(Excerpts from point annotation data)
▼▼▼

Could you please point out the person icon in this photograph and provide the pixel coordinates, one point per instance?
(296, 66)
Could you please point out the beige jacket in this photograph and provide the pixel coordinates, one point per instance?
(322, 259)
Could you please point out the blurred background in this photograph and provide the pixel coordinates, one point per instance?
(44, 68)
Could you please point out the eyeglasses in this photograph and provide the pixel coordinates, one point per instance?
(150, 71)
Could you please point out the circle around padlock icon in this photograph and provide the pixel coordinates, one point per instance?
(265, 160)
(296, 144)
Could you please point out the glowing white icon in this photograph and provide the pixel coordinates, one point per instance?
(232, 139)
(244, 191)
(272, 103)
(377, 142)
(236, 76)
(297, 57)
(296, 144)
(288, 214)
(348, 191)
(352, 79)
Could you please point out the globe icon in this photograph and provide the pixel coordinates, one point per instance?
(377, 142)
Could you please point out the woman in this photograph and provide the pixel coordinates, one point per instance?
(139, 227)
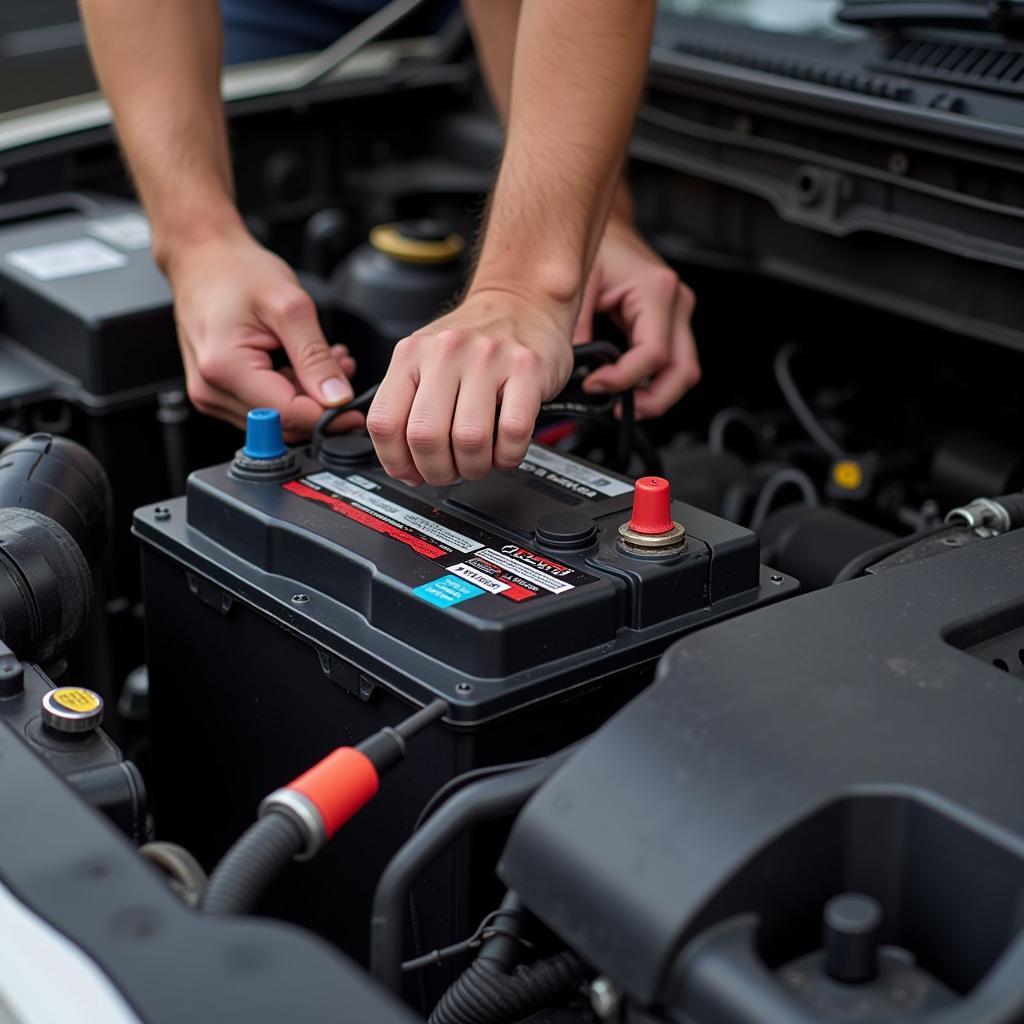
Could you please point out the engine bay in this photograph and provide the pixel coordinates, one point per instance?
(709, 719)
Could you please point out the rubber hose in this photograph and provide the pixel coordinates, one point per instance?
(252, 863)
(488, 800)
(172, 413)
(857, 566)
(483, 994)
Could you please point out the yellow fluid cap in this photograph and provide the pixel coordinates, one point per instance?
(423, 242)
(72, 709)
(848, 475)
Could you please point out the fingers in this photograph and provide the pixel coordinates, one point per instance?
(248, 378)
(290, 313)
(682, 374)
(388, 417)
(345, 361)
(429, 432)
(520, 404)
(473, 426)
(585, 322)
(648, 314)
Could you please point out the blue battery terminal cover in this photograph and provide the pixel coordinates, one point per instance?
(264, 437)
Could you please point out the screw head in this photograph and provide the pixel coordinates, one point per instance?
(604, 998)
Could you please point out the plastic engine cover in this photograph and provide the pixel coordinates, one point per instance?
(862, 739)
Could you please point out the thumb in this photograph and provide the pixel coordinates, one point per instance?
(292, 316)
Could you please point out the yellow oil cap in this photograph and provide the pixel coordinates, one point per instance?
(423, 242)
(848, 475)
(72, 709)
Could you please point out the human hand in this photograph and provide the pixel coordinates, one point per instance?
(646, 299)
(434, 415)
(236, 303)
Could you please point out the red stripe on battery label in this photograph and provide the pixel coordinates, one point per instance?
(365, 519)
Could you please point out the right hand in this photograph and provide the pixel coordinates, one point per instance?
(236, 303)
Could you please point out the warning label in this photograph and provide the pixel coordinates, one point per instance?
(586, 481)
(489, 563)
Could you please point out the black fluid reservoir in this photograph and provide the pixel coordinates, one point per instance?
(403, 276)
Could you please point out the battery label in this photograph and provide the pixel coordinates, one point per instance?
(571, 475)
(476, 560)
(355, 491)
(67, 259)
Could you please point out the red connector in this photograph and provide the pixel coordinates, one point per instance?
(329, 795)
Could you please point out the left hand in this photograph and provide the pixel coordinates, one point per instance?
(645, 297)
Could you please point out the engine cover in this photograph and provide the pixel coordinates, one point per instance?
(863, 739)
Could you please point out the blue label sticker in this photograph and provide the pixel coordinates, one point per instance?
(446, 591)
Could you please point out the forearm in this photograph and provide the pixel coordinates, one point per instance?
(159, 64)
(578, 73)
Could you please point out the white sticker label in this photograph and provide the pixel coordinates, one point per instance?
(66, 259)
(481, 580)
(364, 482)
(525, 571)
(375, 503)
(577, 472)
(126, 230)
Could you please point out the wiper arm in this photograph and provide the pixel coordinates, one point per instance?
(1006, 16)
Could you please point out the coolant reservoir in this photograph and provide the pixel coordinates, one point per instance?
(403, 276)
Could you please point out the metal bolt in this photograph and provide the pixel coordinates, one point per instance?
(604, 998)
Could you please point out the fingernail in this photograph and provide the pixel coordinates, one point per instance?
(336, 391)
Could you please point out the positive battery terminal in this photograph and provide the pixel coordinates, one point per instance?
(651, 529)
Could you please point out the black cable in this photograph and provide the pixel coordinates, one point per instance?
(726, 418)
(866, 559)
(360, 403)
(487, 929)
(484, 801)
(602, 350)
(798, 404)
(252, 863)
(8, 435)
(788, 477)
(484, 994)
(461, 781)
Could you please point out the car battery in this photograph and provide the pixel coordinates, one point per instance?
(303, 603)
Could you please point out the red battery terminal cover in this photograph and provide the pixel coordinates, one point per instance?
(339, 786)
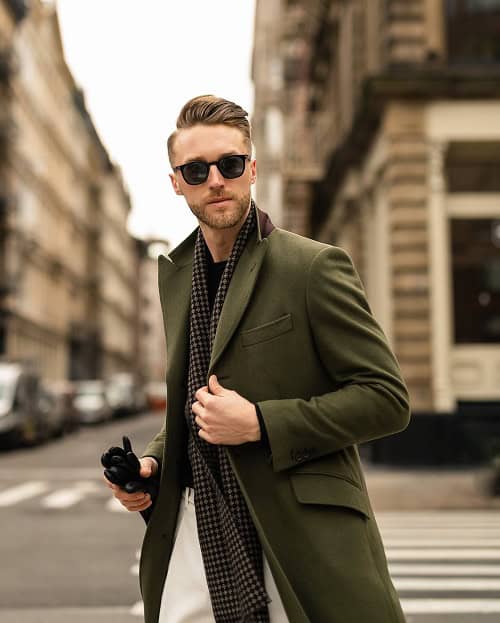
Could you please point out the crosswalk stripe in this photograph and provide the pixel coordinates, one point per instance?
(17, 494)
(64, 498)
(115, 506)
(137, 609)
(443, 554)
(450, 606)
(400, 569)
(447, 584)
(441, 533)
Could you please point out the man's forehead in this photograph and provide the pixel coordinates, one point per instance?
(208, 142)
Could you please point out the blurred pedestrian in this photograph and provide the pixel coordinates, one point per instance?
(276, 370)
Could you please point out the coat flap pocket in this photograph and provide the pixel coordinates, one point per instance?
(267, 331)
(329, 490)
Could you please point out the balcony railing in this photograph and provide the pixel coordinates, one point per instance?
(6, 66)
(307, 145)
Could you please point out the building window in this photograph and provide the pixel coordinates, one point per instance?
(476, 280)
(473, 167)
(473, 31)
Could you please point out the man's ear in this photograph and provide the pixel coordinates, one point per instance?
(175, 184)
(253, 171)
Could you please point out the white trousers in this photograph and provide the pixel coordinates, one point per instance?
(185, 596)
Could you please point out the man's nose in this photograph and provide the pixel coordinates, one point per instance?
(215, 177)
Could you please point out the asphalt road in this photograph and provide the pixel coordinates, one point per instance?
(66, 553)
(69, 554)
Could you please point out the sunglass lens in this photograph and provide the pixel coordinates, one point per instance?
(232, 166)
(195, 172)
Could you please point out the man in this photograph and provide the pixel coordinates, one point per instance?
(276, 370)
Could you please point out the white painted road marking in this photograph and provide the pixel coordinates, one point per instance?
(17, 494)
(115, 506)
(443, 554)
(415, 541)
(450, 606)
(399, 569)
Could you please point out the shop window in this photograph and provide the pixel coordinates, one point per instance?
(473, 167)
(473, 31)
(476, 280)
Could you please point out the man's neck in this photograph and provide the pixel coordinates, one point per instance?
(220, 242)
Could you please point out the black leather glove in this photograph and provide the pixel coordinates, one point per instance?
(122, 468)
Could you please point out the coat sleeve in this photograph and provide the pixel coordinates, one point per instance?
(370, 399)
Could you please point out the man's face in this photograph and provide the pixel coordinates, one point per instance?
(218, 203)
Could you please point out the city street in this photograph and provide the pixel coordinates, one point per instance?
(69, 552)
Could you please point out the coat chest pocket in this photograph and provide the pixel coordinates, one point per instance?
(267, 331)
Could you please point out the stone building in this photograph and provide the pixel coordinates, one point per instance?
(67, 263)
(153, 344)
(377, 128)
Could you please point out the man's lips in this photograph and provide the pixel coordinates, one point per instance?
(219, 200)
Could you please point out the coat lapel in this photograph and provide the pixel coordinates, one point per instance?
(238, 295)
(175, 285)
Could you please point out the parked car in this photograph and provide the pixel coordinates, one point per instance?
(91, 402)
(156, 392)
(125, 395)
(57, 401)
(21, 419)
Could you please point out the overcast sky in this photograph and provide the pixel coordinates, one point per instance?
(138, 62)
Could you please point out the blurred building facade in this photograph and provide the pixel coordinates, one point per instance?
(377, 128)
(68, 266)
(152, 335)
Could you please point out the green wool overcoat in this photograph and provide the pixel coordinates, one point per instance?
(297, 337)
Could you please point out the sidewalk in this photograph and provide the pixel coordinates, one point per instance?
(426, 489)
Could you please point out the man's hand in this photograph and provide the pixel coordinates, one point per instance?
(224, 417)
(136, 501)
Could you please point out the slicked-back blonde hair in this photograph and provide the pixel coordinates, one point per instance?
(210, 110)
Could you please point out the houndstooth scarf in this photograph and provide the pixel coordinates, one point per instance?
(231, 551)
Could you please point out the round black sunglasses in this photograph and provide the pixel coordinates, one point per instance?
(196, 172)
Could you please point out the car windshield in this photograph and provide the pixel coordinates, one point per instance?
(5, 390)
(89, 390)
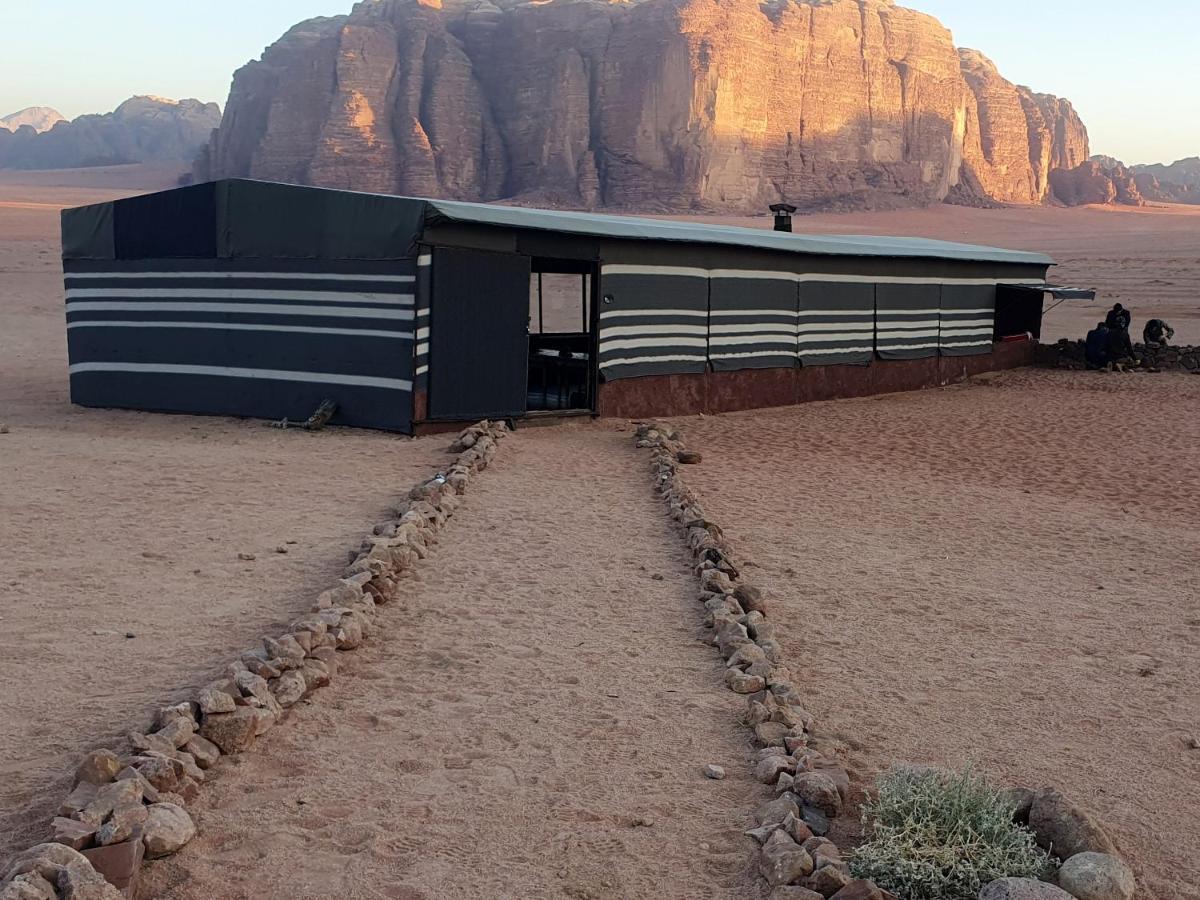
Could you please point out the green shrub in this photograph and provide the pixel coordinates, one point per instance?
(942, 835)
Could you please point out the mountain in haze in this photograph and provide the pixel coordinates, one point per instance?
(1105, 179)
(141, 130)
(37, 118)
(649, 105)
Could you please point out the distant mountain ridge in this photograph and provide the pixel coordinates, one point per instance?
(141, 130)
(647, 105)
(37, 118)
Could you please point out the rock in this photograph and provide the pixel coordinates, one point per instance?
(783, 861)
(289, 688)
(232, 732)
(121, 823)
(1063, 828)
(119, 863)
(72, 833)
(816, 789)
(575, 90)
(1097, 876)
(97, 768)
(769, 769)
(750, 598)
(216, 701)
(742, 683)
(168, 828)
(203, 750)
(1021, 889)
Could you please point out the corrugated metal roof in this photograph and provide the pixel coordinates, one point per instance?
(637, 228)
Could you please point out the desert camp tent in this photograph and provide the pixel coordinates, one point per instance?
(257, 299)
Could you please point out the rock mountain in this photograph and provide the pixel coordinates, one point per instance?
(652, 105)
(141, 130)
(37, 118)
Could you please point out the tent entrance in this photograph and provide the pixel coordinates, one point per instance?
(562, 375)
(479, 342)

▲▲▲

- **Problem**
Give back exactly the lines from the one containing "Could you please point out the corrugated" to the end of the material, both ends included.

- **Completed task**
Could you please point out the corrugated metal roof in this photograph and provide the pixel coordinates, one point per instance?
(637, 228)
Could you please point out the desert camp tent in this photograph and provide the pixel coordinates, one point per instance?
(257, 299)
Could you please point out the rock mountain in this photograph and provide the pixel coordinates, one point per instance?
(652, 105)
(141, 130)
(37, 118)
Could you please point out the tent entrance in this photograph and provide the pixel coordinates, one point per instance?
(562, 375)
(479, 342)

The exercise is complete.